:: Exercise set ::
• a. Answer these questions about the article on the live export ships:
(i) How many head of sheep did the Yangtze Harmony load?
(ii) Which port was the Maysora bound for?
(iii) At which places will the Al Shuwaikh offload?
• b. Go on with the article on the live export ships, picking up right after its last sentence.

:: Selection ::
Tourists took snaps of the Maysora and the Yangtze Harmony as the engines reverberated across the water and road trains lined up to off-load their cargo.

Rural Export and Trading WA’s vessel, the Al Shuwaikh, was on the other side of port at the same time.

While everyone’s attention has been on Livestock Shipping Services (LSS) and its Maysora consignment, which was meant to be followed by the Al Shuwaikh, the Yangtze Harmony slipped in and loaded 15,000 head of sheep and then departed while the others still waited.

Harmony Agriculture and Food Company director Steve Meerwald confirmed its involvement in the “small consignment” of sheep expected to arrive at the port of Muscat in Oman on Saturday, November 24.

The 15-day voyage will be the first after the company announced its focus for the business would be more on domestic processing, while exporting to clients in Oman and China when the opportunity arose.

LSS was believed to have been stalled at the port for a few extra days while paperwork and approvals were sorted out with the Department of Agriculture, as well as Israel.

The Maysora left port on Saturday for the southern Israeli port of Eilat in the Gulf of Aqaba carrying a consignment of sheep and cattle.

It is expected to arrive on Wednesday, November 28.

The Al Shuwaikh has since taken up its loading position and departed for the Persian Gulf State of Kuwait with 59,000 head of sheep on board.

It will offload at Kuwait, Qatar and the United Arab Emirates.

Collected data entries
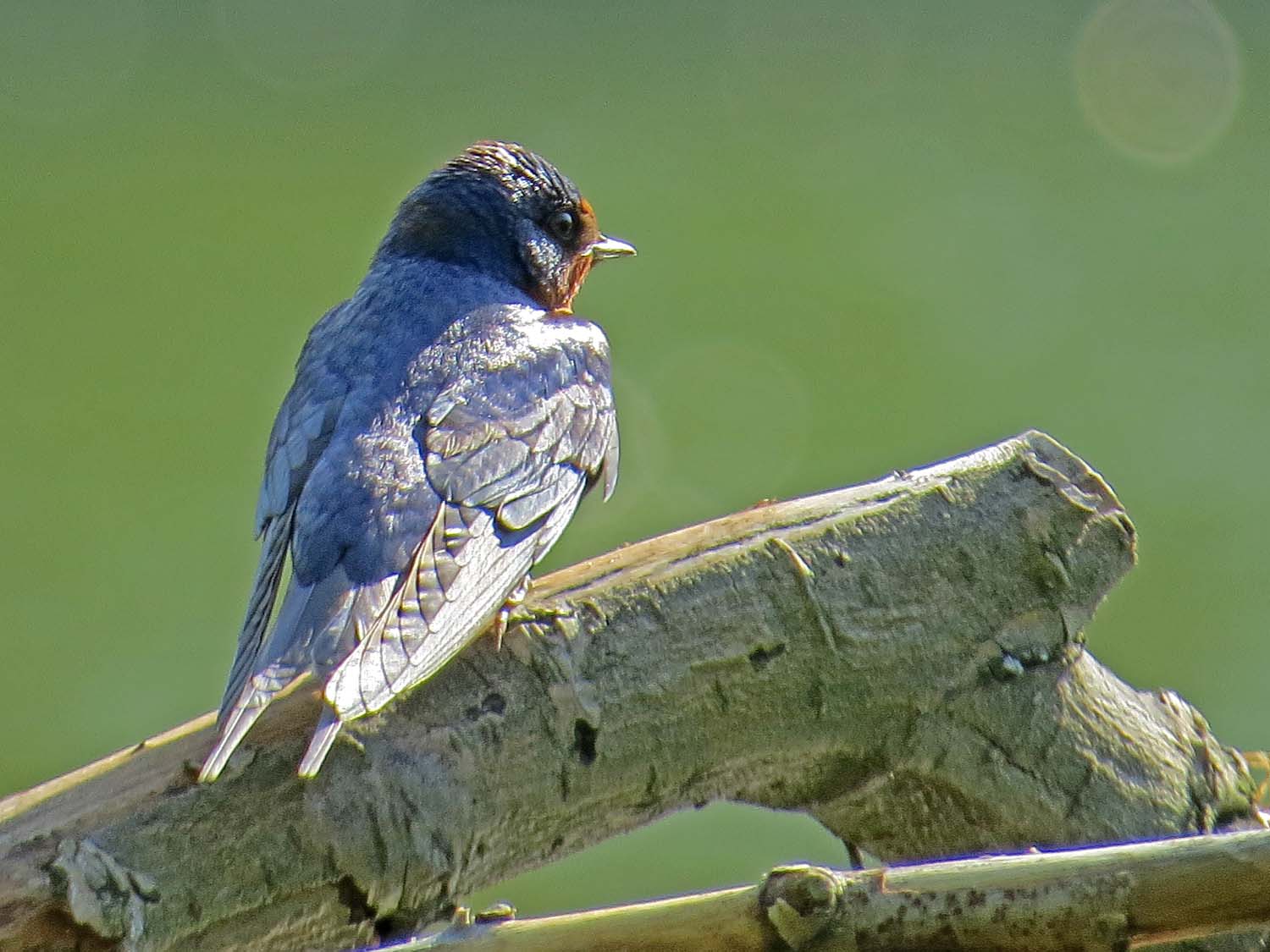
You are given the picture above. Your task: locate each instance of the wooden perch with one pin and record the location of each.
(1099, 900)
(902, 660)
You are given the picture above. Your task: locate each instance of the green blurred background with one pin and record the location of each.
(871, 235)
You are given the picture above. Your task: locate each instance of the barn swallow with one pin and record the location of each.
(444, 424)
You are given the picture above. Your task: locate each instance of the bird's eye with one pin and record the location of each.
(563, 225)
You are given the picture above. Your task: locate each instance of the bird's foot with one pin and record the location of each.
(505, 614)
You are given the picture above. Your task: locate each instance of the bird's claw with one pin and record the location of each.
(515, 598)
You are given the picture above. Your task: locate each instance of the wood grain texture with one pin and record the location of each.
(902, 660)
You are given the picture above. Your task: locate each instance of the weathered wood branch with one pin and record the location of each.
(899, 659)
(1100, 900)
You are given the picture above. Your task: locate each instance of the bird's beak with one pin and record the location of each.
(610, 248)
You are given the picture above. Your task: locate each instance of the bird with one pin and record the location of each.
(444, 424)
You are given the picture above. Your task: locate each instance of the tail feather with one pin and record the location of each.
(233, 728)
(328, 726)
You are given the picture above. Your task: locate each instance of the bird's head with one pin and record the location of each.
(508, 212)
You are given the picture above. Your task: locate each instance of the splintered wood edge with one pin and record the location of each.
(168, 758)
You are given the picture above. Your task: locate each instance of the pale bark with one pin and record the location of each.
(902, 660)
(1096, 900)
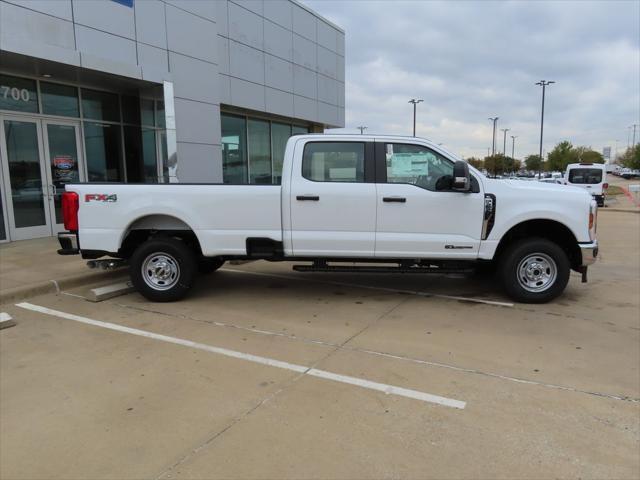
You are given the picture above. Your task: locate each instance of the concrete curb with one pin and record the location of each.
(12, 295)
(609, 209)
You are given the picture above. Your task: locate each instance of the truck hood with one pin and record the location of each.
(534, 188)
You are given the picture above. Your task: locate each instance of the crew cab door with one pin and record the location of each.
(332, 198)
(418, 215)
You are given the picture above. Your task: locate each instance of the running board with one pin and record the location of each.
(373, 269)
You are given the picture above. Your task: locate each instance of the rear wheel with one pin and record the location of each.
(534, 270)
(163, 269)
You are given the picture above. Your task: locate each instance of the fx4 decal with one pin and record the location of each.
(100, 197)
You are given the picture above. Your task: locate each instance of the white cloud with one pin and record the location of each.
(473, 60)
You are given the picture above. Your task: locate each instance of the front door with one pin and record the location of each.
(418, 216)
(38, 158)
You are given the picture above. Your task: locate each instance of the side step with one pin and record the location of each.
(373, 269)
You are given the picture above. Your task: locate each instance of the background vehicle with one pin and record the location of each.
(400, 202)
(590, 176)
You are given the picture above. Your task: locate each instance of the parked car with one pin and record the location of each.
(403, 203)
(590, 176)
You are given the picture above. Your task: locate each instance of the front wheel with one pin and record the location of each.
(534, 270)
(163, 269)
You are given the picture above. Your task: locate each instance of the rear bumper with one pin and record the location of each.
(589, 253)
(68, 243)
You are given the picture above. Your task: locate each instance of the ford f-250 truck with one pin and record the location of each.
(401, 204)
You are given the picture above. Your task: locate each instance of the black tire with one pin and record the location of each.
(546, 263)
(209, 265)
(178, 260)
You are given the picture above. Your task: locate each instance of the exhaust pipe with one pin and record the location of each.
(110, 264)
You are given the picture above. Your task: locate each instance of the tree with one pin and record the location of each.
(476, 162)
(631, 158)
(533, 163)
(562, 155)
(494, 164)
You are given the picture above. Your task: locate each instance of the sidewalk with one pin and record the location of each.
(33, 267)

:: Task responses ::
• a.
(i) 15,000 head of sheep.
(ii) The southern Israeli port of Eilat in the Gulf of Aqaba.
(iii) Kuwait, Qatar and the United Arab Emirates.

• b.
The voyage will be the first shipment to Kuwait since Emanuel Exports had its licence suspended and then cancelled.

The movement in sheep to overseas markets is a positive sign for the livestock industry which has been lurking in uncharted waters since April.

In the past few weeks livestock prices have risen by $10-$15 per head in the saleyards (for shippers) highlighting the industry’s comments that with more competition in the market there is a better return for producers.

Last week there was also positive news for International Livestock Export (ILE) that the Department of Agriculture and Water Resources (DAWR), which issued it with a ‘show cause’ notice in September, had decided to take no further action.

ILE had responded to the notice that it was not possible for it to export sheep to Kuwait, Qatar, the United Arab Emirates (UAE) and Oman, given the requirement for an approved export program to supply those markets, which would require approval by DAWR.

ILE managing director Michael Stanton said “ILE has no intention to supply these markets”.

Mr Stanton received advice from DAWR that “having considered this matter, it has decided to take no action”.

“This is welcome news,” Mr Stanton said.

“We have 20,000 cattle in the system for our schedule of shipments.

“If we had to stop operating, this would cause major animal welfare issues and would not be in the best interest of the industry.

“We now look forward to getting on with business.”

ILE is one of Australia’s biggest exporters of live cattle, exporting or arranging processing for about 130,000 cattle a year, most from the Kimberley and Pilbara, exported via Broome and Fremantle to South-East Asia.

It supplies a small number of sheep to the same markets.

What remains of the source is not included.